Nothing other than the lines from the one containing "Can you find the shadow" through the close of the entries below should be printed, each exactly.

◆ PROVIDED DATA:
□ □ □ □

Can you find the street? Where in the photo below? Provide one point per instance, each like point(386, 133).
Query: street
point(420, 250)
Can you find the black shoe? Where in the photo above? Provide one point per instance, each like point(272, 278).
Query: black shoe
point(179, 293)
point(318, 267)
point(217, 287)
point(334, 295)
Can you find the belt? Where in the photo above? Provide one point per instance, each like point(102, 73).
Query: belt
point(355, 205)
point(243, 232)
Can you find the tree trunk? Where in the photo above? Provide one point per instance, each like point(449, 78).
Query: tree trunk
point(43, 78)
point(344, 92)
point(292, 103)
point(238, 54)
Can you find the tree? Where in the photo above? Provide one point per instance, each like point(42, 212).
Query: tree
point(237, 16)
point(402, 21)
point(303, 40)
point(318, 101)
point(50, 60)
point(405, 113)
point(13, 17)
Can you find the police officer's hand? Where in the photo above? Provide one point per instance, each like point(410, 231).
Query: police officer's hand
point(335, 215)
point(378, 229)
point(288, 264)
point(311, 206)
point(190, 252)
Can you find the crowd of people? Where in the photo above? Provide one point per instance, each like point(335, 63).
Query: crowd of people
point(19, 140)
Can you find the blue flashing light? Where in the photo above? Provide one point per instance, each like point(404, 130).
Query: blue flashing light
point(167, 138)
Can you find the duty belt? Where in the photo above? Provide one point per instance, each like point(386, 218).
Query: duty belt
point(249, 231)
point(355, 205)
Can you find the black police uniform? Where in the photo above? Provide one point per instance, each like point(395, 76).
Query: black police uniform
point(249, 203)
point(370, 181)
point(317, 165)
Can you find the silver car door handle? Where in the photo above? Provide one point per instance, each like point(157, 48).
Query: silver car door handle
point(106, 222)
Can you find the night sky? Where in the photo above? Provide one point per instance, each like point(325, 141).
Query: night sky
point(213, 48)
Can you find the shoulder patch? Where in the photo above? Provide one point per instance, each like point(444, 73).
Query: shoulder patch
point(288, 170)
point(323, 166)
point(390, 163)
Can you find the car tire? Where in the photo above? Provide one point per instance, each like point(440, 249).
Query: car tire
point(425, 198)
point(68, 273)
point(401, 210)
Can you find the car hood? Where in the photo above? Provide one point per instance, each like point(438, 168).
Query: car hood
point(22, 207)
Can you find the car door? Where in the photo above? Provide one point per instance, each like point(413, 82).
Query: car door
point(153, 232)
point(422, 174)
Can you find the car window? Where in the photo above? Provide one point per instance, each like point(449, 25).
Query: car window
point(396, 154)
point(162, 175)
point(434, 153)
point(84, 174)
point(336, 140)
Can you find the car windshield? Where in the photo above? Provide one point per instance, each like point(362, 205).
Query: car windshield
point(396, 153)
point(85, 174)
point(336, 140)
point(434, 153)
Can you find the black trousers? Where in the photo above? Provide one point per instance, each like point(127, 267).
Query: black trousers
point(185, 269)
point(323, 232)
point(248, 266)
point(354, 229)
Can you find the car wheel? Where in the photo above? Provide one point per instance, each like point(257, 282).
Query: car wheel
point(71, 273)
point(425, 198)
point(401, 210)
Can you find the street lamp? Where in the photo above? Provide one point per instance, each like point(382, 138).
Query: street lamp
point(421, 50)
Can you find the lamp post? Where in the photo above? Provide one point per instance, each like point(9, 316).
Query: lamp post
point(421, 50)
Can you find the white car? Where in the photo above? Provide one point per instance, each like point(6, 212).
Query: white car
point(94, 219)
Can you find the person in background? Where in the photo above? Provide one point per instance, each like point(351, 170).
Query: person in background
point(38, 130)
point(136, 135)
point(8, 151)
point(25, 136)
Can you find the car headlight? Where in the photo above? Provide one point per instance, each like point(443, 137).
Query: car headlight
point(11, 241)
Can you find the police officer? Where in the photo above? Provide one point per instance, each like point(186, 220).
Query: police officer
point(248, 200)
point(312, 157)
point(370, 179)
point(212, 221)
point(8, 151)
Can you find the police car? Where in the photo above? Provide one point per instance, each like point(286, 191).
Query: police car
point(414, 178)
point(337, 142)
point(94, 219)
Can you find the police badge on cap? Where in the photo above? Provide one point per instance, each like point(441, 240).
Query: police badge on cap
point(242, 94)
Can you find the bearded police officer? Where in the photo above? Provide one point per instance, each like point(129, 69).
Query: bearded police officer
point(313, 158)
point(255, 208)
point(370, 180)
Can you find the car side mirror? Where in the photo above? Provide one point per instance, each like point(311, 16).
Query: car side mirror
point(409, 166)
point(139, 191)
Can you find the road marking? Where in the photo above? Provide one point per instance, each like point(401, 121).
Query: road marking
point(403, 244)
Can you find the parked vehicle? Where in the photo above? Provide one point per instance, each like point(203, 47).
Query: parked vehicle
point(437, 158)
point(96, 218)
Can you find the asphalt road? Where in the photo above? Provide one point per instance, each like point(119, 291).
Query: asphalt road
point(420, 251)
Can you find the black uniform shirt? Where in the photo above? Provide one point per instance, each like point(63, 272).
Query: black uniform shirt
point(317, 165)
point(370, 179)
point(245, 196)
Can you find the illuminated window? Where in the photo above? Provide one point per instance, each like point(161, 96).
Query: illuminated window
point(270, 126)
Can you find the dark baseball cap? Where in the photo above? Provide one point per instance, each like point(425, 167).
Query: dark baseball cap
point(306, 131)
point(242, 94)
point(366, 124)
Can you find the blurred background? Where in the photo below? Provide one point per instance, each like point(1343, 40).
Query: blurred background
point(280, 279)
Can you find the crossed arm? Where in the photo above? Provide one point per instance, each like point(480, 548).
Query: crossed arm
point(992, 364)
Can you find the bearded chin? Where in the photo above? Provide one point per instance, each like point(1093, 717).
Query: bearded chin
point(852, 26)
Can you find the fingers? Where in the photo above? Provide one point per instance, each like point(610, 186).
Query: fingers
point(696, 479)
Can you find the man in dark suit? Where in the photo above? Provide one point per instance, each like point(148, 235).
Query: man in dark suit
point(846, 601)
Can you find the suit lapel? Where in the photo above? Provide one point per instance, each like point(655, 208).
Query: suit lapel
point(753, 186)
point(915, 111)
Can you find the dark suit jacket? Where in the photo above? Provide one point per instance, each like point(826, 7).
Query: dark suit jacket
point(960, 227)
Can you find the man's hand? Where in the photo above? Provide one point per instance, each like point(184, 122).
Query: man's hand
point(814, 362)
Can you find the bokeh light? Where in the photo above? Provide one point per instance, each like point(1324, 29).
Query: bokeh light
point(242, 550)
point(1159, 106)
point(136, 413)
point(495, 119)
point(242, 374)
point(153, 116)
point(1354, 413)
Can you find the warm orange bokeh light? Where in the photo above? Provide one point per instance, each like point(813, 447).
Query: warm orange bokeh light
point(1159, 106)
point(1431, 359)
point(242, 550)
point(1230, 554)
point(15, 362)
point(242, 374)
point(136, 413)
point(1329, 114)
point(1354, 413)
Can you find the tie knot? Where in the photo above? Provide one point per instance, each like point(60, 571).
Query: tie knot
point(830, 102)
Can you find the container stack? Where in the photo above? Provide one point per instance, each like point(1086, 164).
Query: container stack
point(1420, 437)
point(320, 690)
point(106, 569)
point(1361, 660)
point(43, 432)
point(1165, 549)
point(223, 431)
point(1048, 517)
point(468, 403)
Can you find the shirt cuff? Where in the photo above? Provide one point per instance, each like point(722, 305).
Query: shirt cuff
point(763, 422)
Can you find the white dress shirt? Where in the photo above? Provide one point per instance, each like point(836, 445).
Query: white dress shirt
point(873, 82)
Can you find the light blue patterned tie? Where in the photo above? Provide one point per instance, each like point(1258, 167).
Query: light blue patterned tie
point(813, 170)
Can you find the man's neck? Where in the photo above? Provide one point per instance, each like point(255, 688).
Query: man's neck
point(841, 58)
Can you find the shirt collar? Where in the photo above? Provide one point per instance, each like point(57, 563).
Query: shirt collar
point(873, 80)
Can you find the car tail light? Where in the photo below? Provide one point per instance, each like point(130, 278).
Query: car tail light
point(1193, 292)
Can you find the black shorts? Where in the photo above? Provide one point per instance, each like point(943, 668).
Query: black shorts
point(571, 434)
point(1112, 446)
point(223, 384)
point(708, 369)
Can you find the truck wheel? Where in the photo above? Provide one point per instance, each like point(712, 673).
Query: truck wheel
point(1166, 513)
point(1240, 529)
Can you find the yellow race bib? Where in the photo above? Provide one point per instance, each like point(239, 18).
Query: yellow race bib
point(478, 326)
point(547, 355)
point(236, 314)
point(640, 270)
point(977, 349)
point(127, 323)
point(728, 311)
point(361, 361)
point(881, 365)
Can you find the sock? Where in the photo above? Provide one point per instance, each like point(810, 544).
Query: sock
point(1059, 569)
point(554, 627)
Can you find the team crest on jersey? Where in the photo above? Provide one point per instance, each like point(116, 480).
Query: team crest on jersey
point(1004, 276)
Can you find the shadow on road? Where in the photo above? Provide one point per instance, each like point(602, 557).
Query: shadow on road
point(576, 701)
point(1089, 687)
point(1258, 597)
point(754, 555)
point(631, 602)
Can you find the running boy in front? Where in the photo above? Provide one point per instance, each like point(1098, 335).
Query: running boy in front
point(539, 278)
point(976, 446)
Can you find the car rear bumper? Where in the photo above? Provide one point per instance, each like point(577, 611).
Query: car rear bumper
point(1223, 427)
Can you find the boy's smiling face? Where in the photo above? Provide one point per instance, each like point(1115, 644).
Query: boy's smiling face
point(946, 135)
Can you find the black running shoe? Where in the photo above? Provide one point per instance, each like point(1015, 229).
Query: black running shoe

□ □ □ □

◆ TASK OUTPUT:
Can you find the shadow on road? Where in the photo above? Provide one point per instance, each like point(602, 557).
Query: shadow on road
point(576, 701)
point(1089, 687)
point(1258, 597)
point(754, 555)
point(631, 602)
Can you find the running boy in front? Where in the photo above? Provide one point per instance, each like point(1098, 335).
Query: running boy in front
point(539, 278)
point(976, 446)
Can you find the car rear bumper? Where in the photo above? Provide one point per instance, each like point(577, 611).
Query: car rear bumper
point(1223, 427)
Can you find the boy's smiling face? Where in the photo above? Provide one point per instance, each like point(1115, 644).
Query: boy's smiling face
point(946, 135)
Can you find the black running shoe? Where in the photo above? Provide one point per instance, each like point(1015, 229).
Query: black running shoe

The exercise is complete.